▶ **Assigned task**:
Each line of the entries below that holds "instance" is needed, copied in full.
※
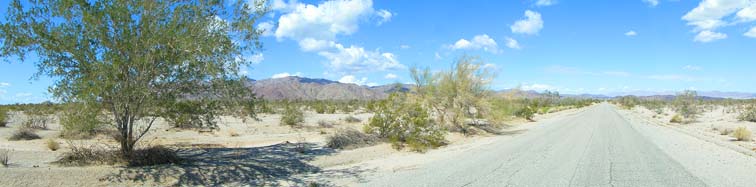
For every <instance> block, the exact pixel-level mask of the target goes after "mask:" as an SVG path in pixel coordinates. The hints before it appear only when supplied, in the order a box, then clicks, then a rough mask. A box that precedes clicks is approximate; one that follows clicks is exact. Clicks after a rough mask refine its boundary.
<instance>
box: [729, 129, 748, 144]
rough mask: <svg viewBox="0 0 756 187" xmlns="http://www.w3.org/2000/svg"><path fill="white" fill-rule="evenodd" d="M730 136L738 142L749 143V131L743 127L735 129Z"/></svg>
mask: <svg viewBox="0 0 756 187" xmlns="http://www.w3.org/2000/svg"><path fill="white" fill-rule="evenodd" d="M732 136H733V137H735V139H736V140H738V141H751V131H750V130H748V129H747V128H745V127H738V128H737V129H735V132H732Z"/></svg>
※
▶ **Solution to the exercise**:
For every <instance> block, the exact pixel-level mask of the target goes after "mask:" as an SVG path in pixel coordinates. The hints before it appear only when supplied, in the order a box, then clicks, then a rough mask. A box that precedes clicks is approximate; one that follows clicks is exact. Clicks after a rough mask refine its boundary.
<instance>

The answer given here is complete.